[Work instruction]
List the grain sizes in which the sea salt post says sea salt is widely available.

# Sea salt: Is it better?



## Greg Who Cooks (Dec 31, 2011)

I like sea salt and I think it's better, but I have no concrete basis to prove it to anybody beyond stating my opinion. Here are my reasons:

1. Sea salt has additional minerals and salts that give a subtle taste change compared to pure table salt. However I can't quite pin down what it is. It just tastes more complex to me. (Has anybody else noticed any different or more complex taste of sea salt?)

2. Table salt is intentionally made to have uniformly small grains, probably to make it come out of a salt shaker easily. Sea salt is widely available with fine, medium or coarse grains, and is often less expensive sometimes even much less expensive particularly if you buy it in large packages from ethnic markets. (I get mine at Asian markets.) Perhaps table salt comes in fine, medium and coarse but I've never seen it sold other than fine.

[Data listing]
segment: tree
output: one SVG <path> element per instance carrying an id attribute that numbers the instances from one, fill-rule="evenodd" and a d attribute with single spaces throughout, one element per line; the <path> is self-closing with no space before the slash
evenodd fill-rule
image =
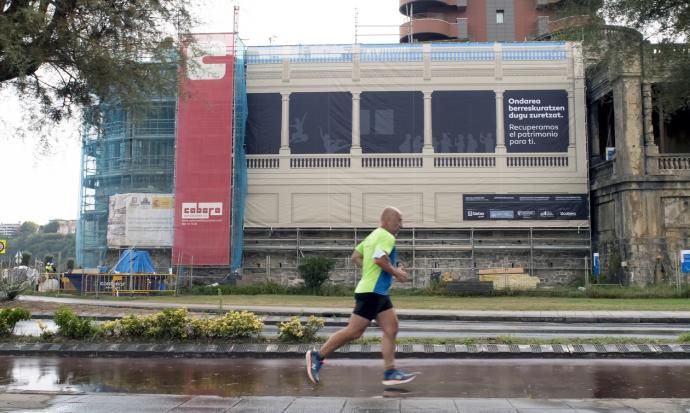
<path id="1" fill-rule="evenodd" d="M 99 101 L 127 106 L 174 93 L 177 71 L 161 65 L 179 63 L 172 36 L 185 39 L 194 23 L 189 4 L 0 0 L 0 86 L 36 99 L 48 124 Z"/>
<path id="2" fill-rule="evenodd" d="M 41 228 L 41 232 L 44 234 L 55 234 L 60 229 L 60 222 L 56 219 L 50 220 L 47 224 Z"/>
<path id="3" fill-rule="evenodd" d="M 19 227 L 19 235 L 31 235 L 38 232 L 38 224 L 33 221 L 24 221 Z"/>
<path id="4" fill-rule="evenodd" d="M 667 110 L 690 108 L 690 2 L 608 0 L 603 15 L 657 43 L 653 64 L 647 66 L 654 71 L 647 75 L 663 76 L 657 88 Z"/>
<path id="5" fill-rule="evenodd" d="M 690 107 L 686 0 L 566 0 L 556 18 L 574 24 L 550 37 L 581 40 L 586 60 L 598 63 L 594 71 L 639 67 L 647 81 L 654 80 L 656 99 L 667 114 Z"/>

[Answer]
Fine, medium, and coarse.